Bloque de texto:
Ahora bien, otra revolución se produjo a continuación y fue, una salida a este Ateísmo vacuo; el hombre no es únicamente un vertebrado, mamífero y primado, sino que pertenece a la catarrina familia de los monos, de la que es un género. Esta es la conclusión a que ha arribado la ciencia moderna con la aparición de El origen de las especies.

Es necesario reconocer que, la Humanidad, en esta situación, no puede considerarse como ocupando un lugar privativo y propio en el universo, sino que viene a ser un simple incidente dentro de una serie incalculables de cambios.

El sencillo y pródigo suceso de la supervivencia del más apto, con su poder ilimitado y eterno, se revela en la vida física del universo, no parece que tuviera parentesco alguno con nuestra alma. La creencia de un interés de beneficio, parece que debiera ser excluida de la Naturaleza, y un ciego proceso conocido por la Selección Natural es la diosa que no duerme ni descansa. Descuidada del bien y del mal, es decir, sin ética.

Si miramos bien la historia, y leemos bien a Darwin, nos damos cuenta que, lejos de degradar a la Humanidad, a colocarle en el mismo nivel el mundo animal, nos pone de manifiesto, en forma clara por vez primera, que la creación y perfeccionamiento del hombre es el fin hacia el cual ha ido inclinándose el trabajo de la Naturaleza; amplía la significación de la vida humana; poniéndola sobre una eminencia todavía más pronunciada y elevada de la que pensaron poetas y profetas, y la hace resaltar vigorosamente, considerándola como la principal formalidad de la actividad creadora que en el universo físico se revela.

En el Hombre, las escisiones con el mundo animal[1] –y vegetal también- comienzan por la acumulación de diferencias físicas. Pero llega al fin un momento admirable, prodigioso, silencioso, oculto, desconocido, como todos los comienzos de las grandes revoluciones; silencioso y escondido llega aquel sublime momento, a partir del cual las transformaciones psíquicas comienzan a ser de importancia más grande que lo habían sido los exclusivamente físicos en el bruto predecesor del hombre. El proceso de las variaciones zoológicas ha llegado a un fin, y una era de transformaciones psíquicas se inicia. Desde entonces, sólo esta suprema línea de generación llevara adelante la Evolución. De ahora en adelante, el aspecto preponderante de la Evolución será, no la génesis de las especies, sino el perfeccionamiento de la civilización. Lo que el Darwinismo nos está proponiendo es que la creación del hombre es el fin hacia el cual la naturaleza ha tendido desde el comienzo. El glorioso término del largo y obscuro trabajo de la naturaleza, no es la producción de seres más elevados, sino el mejoramiento de la Humanidad –de los hombres, el principal de los seres creados-.

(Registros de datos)

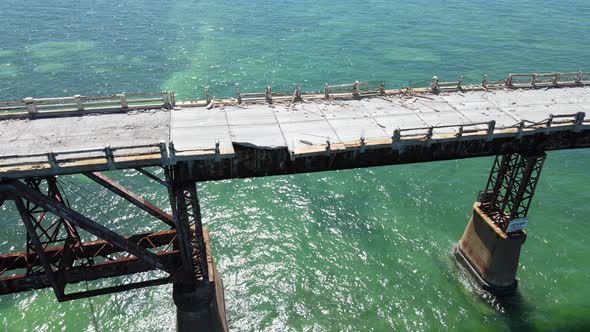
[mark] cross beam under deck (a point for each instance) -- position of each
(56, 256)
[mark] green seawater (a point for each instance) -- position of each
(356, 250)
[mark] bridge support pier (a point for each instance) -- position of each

---

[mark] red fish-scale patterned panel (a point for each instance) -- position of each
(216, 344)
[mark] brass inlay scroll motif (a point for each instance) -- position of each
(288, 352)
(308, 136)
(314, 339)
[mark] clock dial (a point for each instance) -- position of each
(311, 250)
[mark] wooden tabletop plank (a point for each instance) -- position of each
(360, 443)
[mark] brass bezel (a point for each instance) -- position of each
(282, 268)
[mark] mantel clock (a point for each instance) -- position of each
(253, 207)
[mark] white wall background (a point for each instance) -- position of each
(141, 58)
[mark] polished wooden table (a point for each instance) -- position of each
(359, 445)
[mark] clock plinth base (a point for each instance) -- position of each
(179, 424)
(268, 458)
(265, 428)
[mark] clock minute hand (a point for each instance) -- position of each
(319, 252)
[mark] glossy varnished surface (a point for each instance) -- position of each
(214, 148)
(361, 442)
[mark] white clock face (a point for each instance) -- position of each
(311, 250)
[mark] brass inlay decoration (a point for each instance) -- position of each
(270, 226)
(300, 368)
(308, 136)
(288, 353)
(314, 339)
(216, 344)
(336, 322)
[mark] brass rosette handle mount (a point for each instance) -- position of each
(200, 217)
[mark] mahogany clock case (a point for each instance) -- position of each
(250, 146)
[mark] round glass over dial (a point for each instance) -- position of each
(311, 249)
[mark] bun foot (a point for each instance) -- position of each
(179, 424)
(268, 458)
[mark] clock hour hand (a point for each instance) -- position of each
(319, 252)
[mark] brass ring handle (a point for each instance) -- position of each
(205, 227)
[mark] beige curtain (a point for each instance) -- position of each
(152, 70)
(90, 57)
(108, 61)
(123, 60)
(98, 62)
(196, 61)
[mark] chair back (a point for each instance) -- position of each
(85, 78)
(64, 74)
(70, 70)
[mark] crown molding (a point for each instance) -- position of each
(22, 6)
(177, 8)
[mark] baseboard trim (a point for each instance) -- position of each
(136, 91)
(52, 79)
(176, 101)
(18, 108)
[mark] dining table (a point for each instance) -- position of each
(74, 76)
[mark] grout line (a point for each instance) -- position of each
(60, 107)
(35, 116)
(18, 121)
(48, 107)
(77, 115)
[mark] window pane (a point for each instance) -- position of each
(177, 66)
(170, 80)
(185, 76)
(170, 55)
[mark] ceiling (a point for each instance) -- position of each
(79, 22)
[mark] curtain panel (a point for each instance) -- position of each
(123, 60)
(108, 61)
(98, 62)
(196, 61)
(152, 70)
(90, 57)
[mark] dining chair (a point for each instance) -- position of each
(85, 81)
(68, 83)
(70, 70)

...

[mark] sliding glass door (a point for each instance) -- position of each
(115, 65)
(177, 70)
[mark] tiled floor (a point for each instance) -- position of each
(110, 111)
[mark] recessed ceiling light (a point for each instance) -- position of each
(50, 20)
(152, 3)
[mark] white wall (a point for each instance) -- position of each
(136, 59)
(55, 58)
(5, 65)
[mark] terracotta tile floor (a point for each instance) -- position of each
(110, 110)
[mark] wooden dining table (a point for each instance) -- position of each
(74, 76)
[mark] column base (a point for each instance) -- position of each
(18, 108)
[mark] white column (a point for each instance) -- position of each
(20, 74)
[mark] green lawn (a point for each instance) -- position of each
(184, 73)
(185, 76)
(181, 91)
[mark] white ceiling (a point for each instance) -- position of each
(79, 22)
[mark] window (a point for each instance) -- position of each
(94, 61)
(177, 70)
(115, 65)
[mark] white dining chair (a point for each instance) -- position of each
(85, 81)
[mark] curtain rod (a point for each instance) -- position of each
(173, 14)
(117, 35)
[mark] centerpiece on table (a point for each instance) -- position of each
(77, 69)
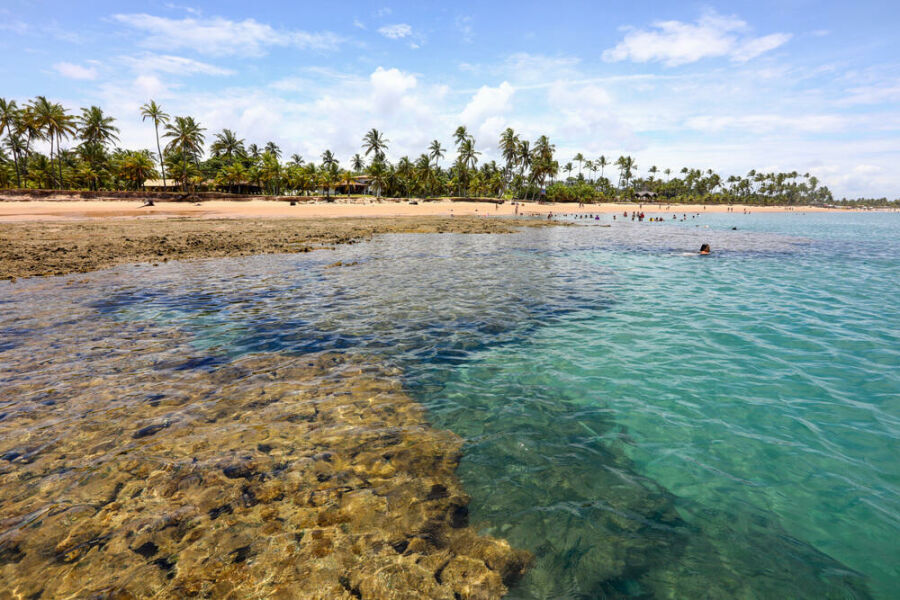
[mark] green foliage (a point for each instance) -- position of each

Tu objetivo:
Sigue escribiendo el texto sobre el darwinismo justo después de su última oración. Las filas no tienen nada que ver con el texto sobre el darwinismo.

Respuesta:
La selección natural[2] a hecho desaparecer clases de vegetales y clases de animales, ha hecho surgir nuevas especies, y lo ha hecho de manera desenfrenada, hasta que el hombre se ha transformado en humano, y se produce un cambio completo en la naturaleza, por la cada vez más directa dependencia que se establece entre la vida de los seres y la voluntad de aquel; él decide a su agrado cuáles plantas y animales subsistirán sobre la tierra, y cuales de ellas han de desaparecer de su faz. Crea variedades de frutas, flores, cereales: logra animales que le sirven para asociarlos a sus labores en el progreso de la civilización[3] hasta que, por último, principia a adquirir superioridad sobre las fuerzas mecánicas, moleculares y químicas, destinadas indudablemente, en lo futuro, a dar un resultado acabadamente prodigioso y hoy apenas soñado. La selección natural irá perdiendo importancia en comparación con la llevada a cabo por el hombre. En la misteriosa historia de la creación se ha abierto un capítulo completamente nuevo.

“Progreso” se llama a éste nuevo capítulo, en donde el Hombre se ha despojado de la herencia animal; progreso significa, su paulatino lanzamiento a través de edades de lucha que poco a poco llegarán a resultar vanas e inútiles. El hombre va pasando pausadamente de un estado socialmente primitivo, en el que era algo mejor que un bruto, y marcha hacia un último estado en el que sus características se hallarán tan transformadas que no será posible notar en él lazo alguno de unión con el animal.

La Teología[4] ha podido decir mucho al respecto del pecado original. Este pecado estriba en la herencia del bruto que todo hombre lleva en sí, y el proceso de la evolución es un adelanto hacia la verdadera salvación. El profeta moderno, usando los métodos de la ciencia, puede proclamar de nuevo que el reino de los cielos está en nuestras manos.

Hemos visto, como, la doctrina de la evolución no nos lleva a tomar un punto de vista ateísta al respecto de la posición del hombre. Ahora bien, ¿Cuál es el destino del hombre? Suponemos que el que considera al hombre como el fruto acabado de la energía creadora, y la principal razón del Divino Cuidado, es llevado casi irresistiblemente a la creencia de que el camino de las almas no termina con esta vida sobre la tierra. Así, al igual que Spencer, se considera que la energía divina que se ha evidenciado a través del universo conocido, es la misma energía que se alza en nosotros bajo la forma de conciencia. Ésta chispa divina adquiere tanta concentración y fuerza suficiente que la hará capaz de sobrevivir al aniquilamiento de las formas materiales. El futuro esta iluminado con las formas resplandecientes de la esperanza. La lucha y el dolor se extinguen. La paz y el amor reinaran como soberanos.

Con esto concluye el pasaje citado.